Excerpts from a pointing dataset
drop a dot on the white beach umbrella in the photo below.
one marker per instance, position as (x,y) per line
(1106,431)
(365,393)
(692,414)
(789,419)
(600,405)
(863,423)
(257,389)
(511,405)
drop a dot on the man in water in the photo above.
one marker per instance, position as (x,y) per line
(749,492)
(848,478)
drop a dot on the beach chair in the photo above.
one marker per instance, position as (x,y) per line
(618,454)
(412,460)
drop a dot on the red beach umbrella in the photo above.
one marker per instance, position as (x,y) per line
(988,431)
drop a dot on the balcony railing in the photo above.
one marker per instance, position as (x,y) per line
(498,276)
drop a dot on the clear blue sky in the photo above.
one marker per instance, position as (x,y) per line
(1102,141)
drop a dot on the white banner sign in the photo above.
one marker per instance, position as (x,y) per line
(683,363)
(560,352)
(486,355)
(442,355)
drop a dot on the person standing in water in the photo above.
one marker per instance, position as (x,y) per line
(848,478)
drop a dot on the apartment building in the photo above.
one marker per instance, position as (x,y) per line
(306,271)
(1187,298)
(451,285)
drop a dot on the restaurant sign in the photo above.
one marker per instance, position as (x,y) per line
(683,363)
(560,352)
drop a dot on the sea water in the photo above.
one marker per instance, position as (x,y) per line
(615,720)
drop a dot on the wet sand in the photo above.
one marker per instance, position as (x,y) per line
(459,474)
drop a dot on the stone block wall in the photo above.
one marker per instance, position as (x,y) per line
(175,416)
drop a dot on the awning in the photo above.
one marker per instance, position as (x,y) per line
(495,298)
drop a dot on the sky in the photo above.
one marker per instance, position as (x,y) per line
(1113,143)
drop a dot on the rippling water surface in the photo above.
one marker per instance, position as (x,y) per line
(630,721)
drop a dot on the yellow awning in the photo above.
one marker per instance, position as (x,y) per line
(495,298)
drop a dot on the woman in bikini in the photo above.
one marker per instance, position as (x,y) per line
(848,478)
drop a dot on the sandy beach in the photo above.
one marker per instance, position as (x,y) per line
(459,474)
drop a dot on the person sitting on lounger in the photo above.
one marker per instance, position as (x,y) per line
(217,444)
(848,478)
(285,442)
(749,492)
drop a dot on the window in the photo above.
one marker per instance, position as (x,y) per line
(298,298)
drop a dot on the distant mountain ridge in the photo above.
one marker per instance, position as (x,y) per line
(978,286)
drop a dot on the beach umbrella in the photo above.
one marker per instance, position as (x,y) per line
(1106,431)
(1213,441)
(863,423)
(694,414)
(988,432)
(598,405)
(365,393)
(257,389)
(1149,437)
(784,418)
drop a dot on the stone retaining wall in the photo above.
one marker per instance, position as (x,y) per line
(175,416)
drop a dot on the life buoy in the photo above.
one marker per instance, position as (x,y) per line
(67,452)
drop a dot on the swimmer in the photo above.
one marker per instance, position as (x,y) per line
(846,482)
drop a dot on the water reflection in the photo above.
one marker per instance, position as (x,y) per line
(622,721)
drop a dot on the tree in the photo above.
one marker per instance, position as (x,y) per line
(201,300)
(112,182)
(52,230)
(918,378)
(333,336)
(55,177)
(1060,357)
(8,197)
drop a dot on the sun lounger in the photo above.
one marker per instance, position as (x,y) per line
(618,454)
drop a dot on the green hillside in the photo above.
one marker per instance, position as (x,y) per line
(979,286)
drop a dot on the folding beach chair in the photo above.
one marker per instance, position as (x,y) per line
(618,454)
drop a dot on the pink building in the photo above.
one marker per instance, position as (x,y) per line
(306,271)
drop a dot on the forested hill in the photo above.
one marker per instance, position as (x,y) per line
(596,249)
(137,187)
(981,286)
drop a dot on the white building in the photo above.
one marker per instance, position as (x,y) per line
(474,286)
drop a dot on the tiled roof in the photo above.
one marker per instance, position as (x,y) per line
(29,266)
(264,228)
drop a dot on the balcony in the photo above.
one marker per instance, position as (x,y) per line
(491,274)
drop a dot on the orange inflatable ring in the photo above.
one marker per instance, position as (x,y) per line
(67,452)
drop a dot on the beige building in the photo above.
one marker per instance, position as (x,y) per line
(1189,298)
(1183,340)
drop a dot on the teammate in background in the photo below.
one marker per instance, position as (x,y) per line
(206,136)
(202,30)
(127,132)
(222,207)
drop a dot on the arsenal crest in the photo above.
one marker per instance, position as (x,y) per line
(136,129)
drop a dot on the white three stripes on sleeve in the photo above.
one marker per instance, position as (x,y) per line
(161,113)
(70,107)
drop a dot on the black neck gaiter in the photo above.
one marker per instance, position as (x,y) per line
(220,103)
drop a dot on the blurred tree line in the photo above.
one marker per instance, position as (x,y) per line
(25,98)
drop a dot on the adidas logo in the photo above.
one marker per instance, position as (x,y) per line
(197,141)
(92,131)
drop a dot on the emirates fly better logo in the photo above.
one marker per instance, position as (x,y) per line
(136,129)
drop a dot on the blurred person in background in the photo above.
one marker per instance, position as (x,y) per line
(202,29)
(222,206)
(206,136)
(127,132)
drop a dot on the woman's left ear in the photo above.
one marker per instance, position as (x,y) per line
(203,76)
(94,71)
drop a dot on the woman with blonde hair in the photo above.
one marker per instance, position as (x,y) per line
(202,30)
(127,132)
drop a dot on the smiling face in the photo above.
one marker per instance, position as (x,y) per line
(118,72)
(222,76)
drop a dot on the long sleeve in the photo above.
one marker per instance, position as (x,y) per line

§ **STATED GOAL**:
Recast every line of the records above as a numbered list, leaving out any blank lines.

§ **REPLY TO THE EXERCISE**:
1. drop a dot on the white beach umbrella in the photo below.
2. one marker per instance, position as (x,y) per line
3. (1106,431)
4. (365,393)
5. (692,414)
6. (789,419)
7. (600,405)
8. (863,423)
9. (257,389)
10. (511,405)
11. drop a dot on the man in water in the photo above.
12. one marker per instance, position as (x,y) per line
13. (749,492)
14. (848,478)
15. drop a dot on the beach chair in the photo above.
16. one marker per instance, position as (x,y) per line
17. (618,454)
18. (412,460)
19. drop a dot on the red beach umbrella in the photo above.
20. one marker per instance, position as (x,y) per line
21. (988,431)
22. drop a dot on the balcony railing in the photo above.
23. one marker per instance, position as (x,y) per line
24. (498,276)
25. drop a dot on the clear blue sky in the photo above.
26. one marker per instance, position as (x,y) per line
27. (1102,141)
28. drop a dot on the white banner sign in the photo above.
29. one marker per instance, position as (x,y) per line
30. (683,363)
31. (560,352)
32. (486,355)
33. (442,355)
34. drop a dot on the person standing in water in the photo above.
35. one marker per instance, position as (x,y) per line
36. (848,478)
37. drop a dot on the apartment building in the photo above.
38. one marker per instance, position as (x,y) per line
39. (306,271)
40. (1187,298)
41. (451,285)
42. drop a dot on the restaurant sign in the photo above.
43. one marker per instance, position as (x,y) per line
44. (683,363)
45. (560,352)
46. drop a dot on the sea water in the photo above.
47. one marker per instance, position as (x,y) per line
48. (615,720)
49. drop a dot on the wet sand in the photo above.
50. one marker per instance, position as (x,y) per line
51. (459,474)
52. drop a dot on the stone block wall in the photo above.
53. one marker per instance, position as (x,y) per line
54. (175,416)
55. drop a dot on the awning in the photo above.
56. one marker per instance, position as (x,y) per line
57. (495,298)
58. drop a dot on the sky in the photo above.
59. one marker per instance, position as (x,y) per line
60. (1113,143)
61. drop a dot on the rippling water surface in the photo above.
62. one marker per instance, position as (x,y) per line
63. (630,721)
64. drop a dot on the yellow awning in the photo above.
65. one marker per instance, position as (x,y) per line
66. (495,298)
67. drop a dot on the woman in bikini in the photo above.
68. one marker per instance, position as (x,y) per line
69. (848,478)
70. drop a dot on the sandy beach in the photo above.
71. one marker per instance, position as (x,y) per line
72. (459,474)
73. drop a dot on the person sitting on lounger in the photo above.
74. one marker per instance, position as (x,y) per line
75. (217,444)
76. (848,478)
77. (285,442)
78. (749,492)
79. drop a dot on the window in the photo above.
80. one marker per instance, position as (x,y) per line
81. (298,298)
82. drop a dot on the distant mountain ridge in the photo above.
83. one marker per instance, position as (x,y) per line
84. (978,286)
85. drop a dot on the beach umbrella in the photo above.
86. one marker per instance, position as (x,y) per line
87. (1106,431)
88. (1213,441)
89. (863,423)
90. (694,414)
91. (988,432)
92. (598,405)
93. (365,393)
94. (257,389)
95. (1149,437)
96. (784,418)
97. drop a dot on the stone retaining wall in the photo above.
98. one marker per instance, position as (x,y) per line
99. (175,416)
100. drop a dot on the life buoy in the photo above.
101. one marker per instance, position as (x,y) per line
102. (67,452)
103. drop a dot on the swimmer in the photo above.
104. one marker per instance, position as (x,y) per line
105. (846,482)
106. drop a dot on the water reflection in the photo above.
107. one marker per instance, position as (x,y) per line
108. (622,721)
109. drop a dot on the tree in the photo above.
110. one marker per instance, position as (x,y) per line
111. (201,300)
112. (112,182)
113. (52,230)
114. (918,378)
115. (333,336)
116. (55,177)
117. (1060,357)
118. (8,197)
119. drop a dot on the sun lounger in the photo above.
120. one marker per instance, position as (x,y) per line
121. (618,454)
122. drop a dot on the green hillside in the photo above.
123. one marker per instance, position as (x,y) per line
124. (979,286)
125. drop a dot on the folding beach chair in the photo above.
126. one marker per instance, position as (x,y) per line
127. (618,454)
128. drop a dot on the pink building in the photo above.
129. one marker per instance, position as (x,y) per line
130. (306,271)
131. drop a dot on the forested hill in the photo above.
132. one marker per instance, position as (x,y) per line
133. (596,249)
134. (137,187)
135. (981,286)
136. drop a dot on the white building in the photo above.
137. one marker per instance, position as (x,y) per line
138. (474,286)
139. drop a dot on the tiled roof in the photo above.
140. one marker per instance, position as (x,y) per line
141. (29,266)
142. (264,228)
143. drop a dot on the balcony in the photo above.
144. one marker per instance, position as (x,y) per line
145. (491,274)
146. drop a dot on the orange inflatable ring in the photo above.
147. one marker per instance, position as (x,y) per line
148. (67,452)
149. drop a dot on the beige building in the photo above.
150. one marker per instance, position as (x,y) per line
151. (1189,298)
152. (1183,340)
153. drop a dot on the teammate in background in the photo below.
154. one marker per instance, position as (x,y) per line
155. (206,136)
156. (202,30)
157. (127,132)
158. (222,207)
159. drop a dot on the arsenal crest in the photo above.
160. one marker per instance, position as (x,y) per line
161. (136,129)
162. drop a dot on the white three stripes on sleeve in the photo above.
163. one marker per instance, position as (x,y) per line
164. (161,113)
165. (70,107)
166. drop a dot on the black neck gaiter in the photo above.
167. one marker per instance, position as (x,y) per line
168. (220,103)
169. drop a dot on the blurred tree line in the photo above.
170. one marker per instance, position as (x,y) per line
171. (25,98)
172. drop a dot on the adidas logo in the photo above.
173. one marker per instance, position as (x,y) per line
174. (197,141)
175. (92,131)
176. drop a dot on the emirates fly better logo in the photo above.
177. one marker per instance, position as (x,y) per line
178. (136,129)
179. drop a dot on the blurred person in background in the photo above.
180. one marker per instance, position as (x,y) per line
181. (202,29)
182. (222,206)
183. (206,136)
184. (127,132)
185. drop a dot on the woman's left ear in the photo above.
186. one marker per instance, position as (x,y) per line
187. (203,76)
188. (94,71)
189. drop a dot on the woman with blonde hair in the photo above.
190. one marker per instance, position as (x,y) per line
191. (202,30)
192. (127,132)
193. drop a dot on the smiling face in the photo above.
194. one marker per instance, position as (x,y) per line
195. (118,72)
196. (222,76)
197. drop a dot on the long sleeve in the photo above.
198. one marker per instance, position as (x,y) per line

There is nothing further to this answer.